To do.
Print out the data precisely as it appears here, with no pictures.

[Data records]
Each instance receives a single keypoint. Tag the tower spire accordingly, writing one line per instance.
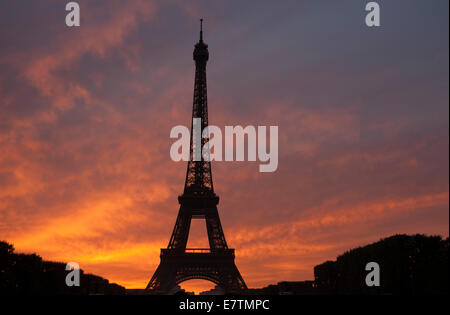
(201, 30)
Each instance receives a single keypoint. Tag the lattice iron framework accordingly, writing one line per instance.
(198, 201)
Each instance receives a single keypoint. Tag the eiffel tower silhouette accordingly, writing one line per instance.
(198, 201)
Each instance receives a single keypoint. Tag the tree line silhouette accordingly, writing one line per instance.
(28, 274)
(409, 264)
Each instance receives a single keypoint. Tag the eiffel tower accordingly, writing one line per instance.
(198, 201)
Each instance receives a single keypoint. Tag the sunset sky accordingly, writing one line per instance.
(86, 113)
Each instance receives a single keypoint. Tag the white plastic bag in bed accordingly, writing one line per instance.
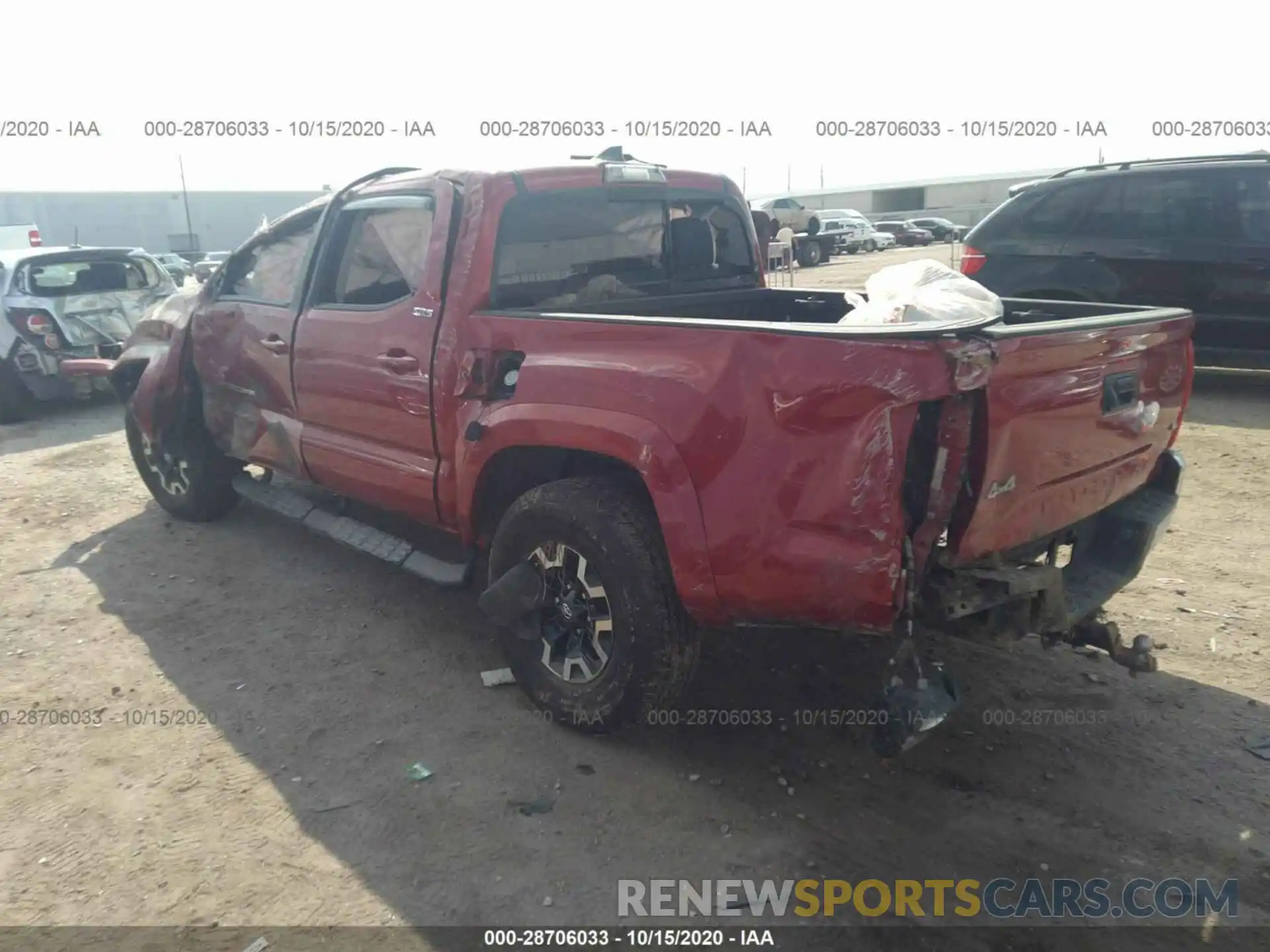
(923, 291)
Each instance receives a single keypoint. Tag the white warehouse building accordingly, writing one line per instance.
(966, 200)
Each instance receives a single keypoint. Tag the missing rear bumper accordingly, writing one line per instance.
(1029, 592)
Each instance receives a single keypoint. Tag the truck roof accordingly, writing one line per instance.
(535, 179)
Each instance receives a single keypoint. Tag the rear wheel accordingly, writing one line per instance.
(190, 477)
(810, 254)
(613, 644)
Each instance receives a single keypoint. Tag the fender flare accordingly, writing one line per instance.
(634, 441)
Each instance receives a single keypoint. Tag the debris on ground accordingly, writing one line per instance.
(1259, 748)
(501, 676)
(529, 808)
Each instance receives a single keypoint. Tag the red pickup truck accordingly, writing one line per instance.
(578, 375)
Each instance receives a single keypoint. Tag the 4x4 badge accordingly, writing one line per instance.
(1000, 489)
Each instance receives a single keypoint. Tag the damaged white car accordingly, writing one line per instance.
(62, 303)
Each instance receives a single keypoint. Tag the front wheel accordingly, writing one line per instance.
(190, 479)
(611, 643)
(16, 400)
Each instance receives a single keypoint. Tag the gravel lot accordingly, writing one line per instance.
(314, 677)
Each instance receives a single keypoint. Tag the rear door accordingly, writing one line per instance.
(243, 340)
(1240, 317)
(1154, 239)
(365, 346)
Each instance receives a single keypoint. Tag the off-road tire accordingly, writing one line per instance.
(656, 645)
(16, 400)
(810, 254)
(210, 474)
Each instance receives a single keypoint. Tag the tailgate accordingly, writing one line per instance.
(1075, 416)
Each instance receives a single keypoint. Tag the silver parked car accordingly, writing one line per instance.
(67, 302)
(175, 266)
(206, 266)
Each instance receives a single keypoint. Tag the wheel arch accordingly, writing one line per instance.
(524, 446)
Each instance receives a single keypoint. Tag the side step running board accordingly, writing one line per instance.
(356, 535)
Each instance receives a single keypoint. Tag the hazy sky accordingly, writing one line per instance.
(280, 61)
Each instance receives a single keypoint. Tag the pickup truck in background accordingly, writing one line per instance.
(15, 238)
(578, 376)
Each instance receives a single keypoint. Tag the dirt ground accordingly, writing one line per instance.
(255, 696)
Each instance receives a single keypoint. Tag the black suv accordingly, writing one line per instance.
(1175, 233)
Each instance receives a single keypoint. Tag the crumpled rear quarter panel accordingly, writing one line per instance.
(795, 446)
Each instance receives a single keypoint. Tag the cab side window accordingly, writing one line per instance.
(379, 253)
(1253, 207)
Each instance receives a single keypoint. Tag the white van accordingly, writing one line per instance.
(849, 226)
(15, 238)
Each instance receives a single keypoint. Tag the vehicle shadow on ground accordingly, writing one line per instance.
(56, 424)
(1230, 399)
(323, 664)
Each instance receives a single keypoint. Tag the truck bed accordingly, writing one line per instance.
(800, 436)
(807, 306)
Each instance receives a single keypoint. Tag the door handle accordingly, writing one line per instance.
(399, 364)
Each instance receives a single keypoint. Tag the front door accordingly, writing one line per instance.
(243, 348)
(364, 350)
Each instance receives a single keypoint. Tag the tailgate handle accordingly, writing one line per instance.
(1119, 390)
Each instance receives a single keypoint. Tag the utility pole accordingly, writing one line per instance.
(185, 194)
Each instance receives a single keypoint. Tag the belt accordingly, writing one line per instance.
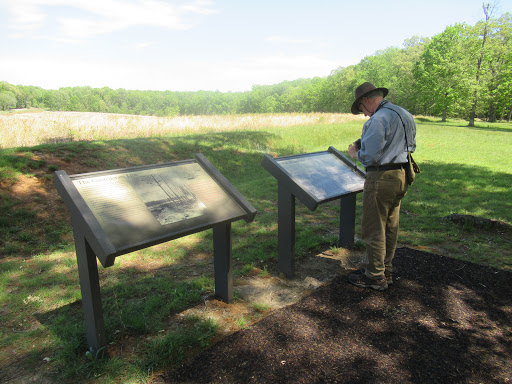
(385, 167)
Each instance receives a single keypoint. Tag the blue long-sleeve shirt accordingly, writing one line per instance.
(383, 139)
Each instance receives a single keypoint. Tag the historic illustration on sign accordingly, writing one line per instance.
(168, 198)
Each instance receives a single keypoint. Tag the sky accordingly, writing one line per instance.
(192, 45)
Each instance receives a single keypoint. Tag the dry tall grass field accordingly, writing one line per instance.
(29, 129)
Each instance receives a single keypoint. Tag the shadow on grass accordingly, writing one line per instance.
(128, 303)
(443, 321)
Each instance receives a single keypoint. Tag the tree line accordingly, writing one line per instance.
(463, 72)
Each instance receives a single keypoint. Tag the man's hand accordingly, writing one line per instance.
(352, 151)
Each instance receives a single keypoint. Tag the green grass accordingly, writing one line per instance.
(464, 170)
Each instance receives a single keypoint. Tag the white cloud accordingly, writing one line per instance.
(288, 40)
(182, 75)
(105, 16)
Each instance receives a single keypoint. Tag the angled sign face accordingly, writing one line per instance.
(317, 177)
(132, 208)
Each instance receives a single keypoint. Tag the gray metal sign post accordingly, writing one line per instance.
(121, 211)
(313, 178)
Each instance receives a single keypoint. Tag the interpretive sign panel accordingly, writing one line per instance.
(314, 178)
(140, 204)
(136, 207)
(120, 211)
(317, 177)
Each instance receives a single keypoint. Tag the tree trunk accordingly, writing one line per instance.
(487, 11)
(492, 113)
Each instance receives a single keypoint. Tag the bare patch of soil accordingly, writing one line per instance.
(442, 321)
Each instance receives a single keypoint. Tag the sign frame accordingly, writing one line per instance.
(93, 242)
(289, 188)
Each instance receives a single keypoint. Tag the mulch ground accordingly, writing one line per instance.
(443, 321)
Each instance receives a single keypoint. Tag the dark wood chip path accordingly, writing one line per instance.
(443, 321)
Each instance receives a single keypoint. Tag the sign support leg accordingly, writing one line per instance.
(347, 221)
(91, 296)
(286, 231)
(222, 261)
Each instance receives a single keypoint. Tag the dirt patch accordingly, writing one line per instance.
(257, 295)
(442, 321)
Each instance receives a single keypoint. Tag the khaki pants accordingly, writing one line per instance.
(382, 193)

Result of the exercise.
Each instance receives a single keypoint. Tag the tower spire accordingly, writing one line per instance.
(201, 30)
Each instance receives a single keypoint. Tag the lattice iron framework accordingly, writing one line per instance.
(198, 201)
Each instance receives a single keypoint. Tag the eiffel tower silhouette accordingly, writing one line per instance.
(198, 201)
Each instance receives a single keypoint. Tag the tree line silhouette accordingly, writing one line per instance.
(28, 274)
(409, 264)
Each instance receives a single keypoint. Tag the eiffel tower accordingly, writing one line per instance.
(198, 201)
Each instance receives a single keypoint. Tag the sunset sky accordingly, writing one line per instance.
(86, 113)
Each instance receives a single keypoint. Tag the white plastic bag in bed accordingly, writing one line per instance.
(923, 291)
Each instance receives a single keypoint. Tag the white warehouse building accordingly, writing one line per instance.
(966, 200)
Each instance receives a single keypoint. Tag the missing rear bumper accordingly, writing one line per instance.
(1029, 592)
Each instance receives a single keypoint. Tag the truck roof accordingly, writing one line per instance.
(535, 179)
Each instance receives a single keypoint. Tag the rear wheel accordingly, writing one line per instance.
(190, 477)
(810, 254)
(613, 644)
Each instance receives a single keypoint. Tag the fender flare accordingly, writing one line per instance.
(634, 441)
Each instance receives a single keypoint. Tag the debris on ground accordingly, writing one line per instance.
(1259, 748)
(501, 676)
(529, 808)
Each instance receives a single keypoint. Tag the red pickup truck accordingly, writing one line per instance.
(578, 375)
Each instance receives a single keypoint. Tag the 4x4 badge accordingly, writing one line per instance.
(1000, 489)
Each instance receives a single keypoint. Tag the damaged white car accordingly, writing one line per instance.
(62, 303)
Each instance receives a single keypoint. Tag the front wheel accordingly, writing one line per instance.
(190, 479)
(611, 643)
(16, 400)
Each instance receives a single keypoint. Tag the gravel lot accordingly, writing one line per instance.
(314, 677)
Each instance receives a single keypoint. Tag the rear door accordingly, writing one line per instance.
(243, 340)
(1240, 317)
(1154, 239)
(365, 346)
Each instance receives a single keypoint. Tag the off-road tire accordingly, writing one line per instance.
(656, 645)
(16, 400)
(810, 254)
(210, 474)
Each instance receives a single keypoint. Tag the tailgate accordingly, writing one line per instance.
(1075, 416)
Each instance receives a single keypoint. Tag the silver parked car accordingly, writing one line per instance.
(67, 302)
(175, 266)
(206, 266)
Each instance receives a single keypoint. Tag the wheel arch accordingly, writing one line per instance.
(524, 446)
Each instance receives a single keypoint. Tag the side step running board accordingly, writing one line per instance.
(356, 535)
Each instance receives a single keypoint. Tag the hazy sky accordingly, writing one line per instance.
(280, 61)
Each instance receives a single keypoint. Tag the pickup truck in background accordingly, writing one line per instance.
(15, 238)
(578, 376)
Each instance receives a single keypoint. Tag the dirt ground accordingly, writing one line per instance.
(255, 696)
Each instance receives a single keypoint. Tag the black suv accordingly, writing one line per instance.
(1175, 233)
Each instance receives a single keypoint. Tag the crumpled rear quarter panel accordingly, writing one line per instance.
(795, 446)
Each instance receives a single keypoint. Tag the cab side window accordingly, writing one line per instance.
(379, 253)
(1253, 207)
Each instance receives a single keypoint. Tag the white van accordingly, writing one line per instance.
(849, 226)
(15, 238)
Each instance receives a single keypoint. Tag the vehicle shadow on ground accordingly, writing one line per instance.
(56, 424)
(1230, 399)
(323, 664)
Each instance receives a single keypoint. Tag the truck bed accordingly, writing one line per instance.
(800, 436)
(807, 306)
Each instance receives a single keypoint. Tag the door handle accordingly, writing one line per instance.
(399, 364)
Each instance receives a single keypoint. Tag the front door accordingly, writing one line per instance.
(243, 348)
(364, 350)
Each instance receives a single keypoint. Tag the tailgate handle accordingly, writing one line per instance.
(1119, 390)
Each instance receives a single keypoint. Tag the utility pole accordingly, writing one line per instance.
(185, 194)
Each instance receives a single keypoint. Tag the belt accordingly, writing one line per instance.
(385, 167)
Each instance receives a single keypoint. Tag the blue long-sleeve shirt accordingly, writing one line per instance.
(383, 139)
Each instance receives a single keypoint. Tag the historic illustration on sign accordingly, writing one line per instance.
(168, 198)
Each instance receives a single keypoint. Tag the sky accordingly, writing one line per instance.
(192, 45)
Each instance receives a single keypoint. Tag the dry tall grass field accordingly, writing one line per instance.
(29, 129)
Each instance receives a single keypoint. Tag the shadow on grass accordingly, writing one line per instance.
(128, 303)
(443, 321)
Each instance receives a single keypoint. Tag the tree line accordingly, writing one line per instance.
(463, 72)
Each instance receives a single keypoint. Tag the man's hand accordingly, writing one line per instance.
(352, 151)
Each instance receives a single keypoint. Tag the green grass accordingly, writing one line per instance.
(464, 170)
Each instance receives a single keypoint. Tag the white cloud accordingly, writing one line per instance.
(288, 40)
(182, 75)
(105, 16)
Each instance receives a single keypoint. Tag the angled sign face accordingly, writing one line per instance.
(317, 177)
(132, 208)
Each instance receives a single keypoint. Tag the gray metal sign post accordingly, writing one line per instance.
(121, 211)
(313, 178)
Each instance receives a single keypoint. Tag the interpretive sign panel accordingly, writing one line per instance.
(314, 178)
(140, 204)
(136, 207)
(120, 211)
(317, 177)
Each instance receives a single keypoint. Tag the tree trunk accordingly, writing one line per instance.
(487, 11)
(492, 113)
Each instance receives a single keypoint. Tag the bare patch of soil accordingly, writing one line per instance.
(442, 321)
Each instance receives a single keypoint. Tag the sign frame accordingly, writing one line per instance.
(93, 242)
(289, 188)
Each instance receives a single keypoint. Tag the mulch ground accordingly, writing one line per instance.
(443, 321)
Each instance receives a single keypoint. Tag the dark wood chip path accordingly, writing one line per instance.
(443, 321)
Each instance receives a single keypoint. Tag the sign support leg accordingly, writing one line per instance.
(347, 221)
(91, 296)
(286, 231)
(222, 261)
Each instance receives a single keypoint. Tag the dirt patch accordingly, writing one line per instance.
(257, 295)
(442, 321)
Each instance receives a single keypoint. Tag the khaki pants accordingly, writing one line per instance.
(382, 193)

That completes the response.